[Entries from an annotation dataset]
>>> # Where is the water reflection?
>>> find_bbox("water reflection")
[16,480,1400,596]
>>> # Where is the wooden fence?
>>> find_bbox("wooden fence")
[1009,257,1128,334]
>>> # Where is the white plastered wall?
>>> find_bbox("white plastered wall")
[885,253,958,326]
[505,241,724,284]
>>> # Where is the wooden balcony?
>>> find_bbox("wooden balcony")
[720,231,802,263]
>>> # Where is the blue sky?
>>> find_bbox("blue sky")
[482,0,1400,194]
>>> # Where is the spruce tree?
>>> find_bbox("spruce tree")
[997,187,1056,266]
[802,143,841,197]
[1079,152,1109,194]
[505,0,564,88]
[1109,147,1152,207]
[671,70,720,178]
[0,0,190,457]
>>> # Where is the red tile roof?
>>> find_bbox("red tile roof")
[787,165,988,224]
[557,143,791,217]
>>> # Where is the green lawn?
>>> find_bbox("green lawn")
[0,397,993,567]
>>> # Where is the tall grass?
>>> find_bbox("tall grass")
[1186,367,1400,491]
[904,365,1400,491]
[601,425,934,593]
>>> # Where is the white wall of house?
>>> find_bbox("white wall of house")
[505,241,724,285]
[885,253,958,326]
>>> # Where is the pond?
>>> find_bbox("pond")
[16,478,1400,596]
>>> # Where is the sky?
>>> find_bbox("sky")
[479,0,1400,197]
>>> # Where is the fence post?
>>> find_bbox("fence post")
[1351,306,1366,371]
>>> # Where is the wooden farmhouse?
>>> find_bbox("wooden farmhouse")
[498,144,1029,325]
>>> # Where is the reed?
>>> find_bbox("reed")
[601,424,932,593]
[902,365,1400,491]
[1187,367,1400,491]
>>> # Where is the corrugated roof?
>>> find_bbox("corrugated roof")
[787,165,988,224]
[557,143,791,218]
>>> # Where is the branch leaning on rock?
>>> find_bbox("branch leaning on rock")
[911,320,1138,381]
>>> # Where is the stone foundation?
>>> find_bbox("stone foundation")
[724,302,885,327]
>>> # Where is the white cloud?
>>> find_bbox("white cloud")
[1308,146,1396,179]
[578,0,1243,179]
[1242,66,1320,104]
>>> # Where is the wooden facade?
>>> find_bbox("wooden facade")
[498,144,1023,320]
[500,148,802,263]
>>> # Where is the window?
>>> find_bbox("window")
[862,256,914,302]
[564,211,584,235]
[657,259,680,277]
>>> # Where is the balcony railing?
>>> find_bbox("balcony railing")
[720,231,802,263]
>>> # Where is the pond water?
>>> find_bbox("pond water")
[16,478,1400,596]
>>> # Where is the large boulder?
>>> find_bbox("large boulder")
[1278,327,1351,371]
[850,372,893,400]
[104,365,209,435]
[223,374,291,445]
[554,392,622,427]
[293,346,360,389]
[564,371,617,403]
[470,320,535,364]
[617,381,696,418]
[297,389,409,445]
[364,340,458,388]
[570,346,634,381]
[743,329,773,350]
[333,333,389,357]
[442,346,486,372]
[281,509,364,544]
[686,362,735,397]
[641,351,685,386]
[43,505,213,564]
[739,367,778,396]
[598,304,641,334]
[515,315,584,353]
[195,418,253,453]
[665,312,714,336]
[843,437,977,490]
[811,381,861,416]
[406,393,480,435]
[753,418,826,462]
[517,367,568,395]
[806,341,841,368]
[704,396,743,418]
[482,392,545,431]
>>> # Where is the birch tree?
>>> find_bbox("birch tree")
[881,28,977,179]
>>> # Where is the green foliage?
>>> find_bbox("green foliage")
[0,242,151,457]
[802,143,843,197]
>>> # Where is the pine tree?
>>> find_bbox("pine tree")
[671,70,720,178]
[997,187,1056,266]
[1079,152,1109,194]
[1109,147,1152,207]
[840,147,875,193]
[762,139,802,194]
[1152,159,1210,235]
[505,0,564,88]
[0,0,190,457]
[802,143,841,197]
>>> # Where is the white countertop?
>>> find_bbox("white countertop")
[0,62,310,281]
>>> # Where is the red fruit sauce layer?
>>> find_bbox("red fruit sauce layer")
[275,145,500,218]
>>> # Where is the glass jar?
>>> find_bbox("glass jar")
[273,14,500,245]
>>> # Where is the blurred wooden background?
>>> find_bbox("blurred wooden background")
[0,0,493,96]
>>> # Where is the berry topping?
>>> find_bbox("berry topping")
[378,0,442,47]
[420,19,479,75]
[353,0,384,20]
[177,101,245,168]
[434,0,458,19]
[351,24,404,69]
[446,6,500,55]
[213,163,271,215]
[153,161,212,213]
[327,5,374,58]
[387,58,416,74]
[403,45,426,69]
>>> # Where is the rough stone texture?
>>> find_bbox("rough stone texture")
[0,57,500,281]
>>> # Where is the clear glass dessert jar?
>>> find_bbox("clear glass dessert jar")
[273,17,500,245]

# Work to do
Copy out the lines starting at the very first one and ending at the line that contains "[482,0,1400,194]", with both ends included.

# Task result
>>> # Where is the water reflection?
>>> find_bbox("water reflection")
[16,480,1400,596]
>>> # Where is the wooden fence?
>>> find_bbox("wooden fence")
[1009,257,1128,334]
>>> # Where is the white plastered wall?
>>> find_bbox("white plastered wall")
[885,253,958,326]
[505,241,724,284]
>>> # Where is the wooden balcony?
>>> find_bbox("wooden balcony")
[720,231,802,263]
>>> # Where is the blue sky?
>>> find_bbox("blue sky")
[482,0,1400,194]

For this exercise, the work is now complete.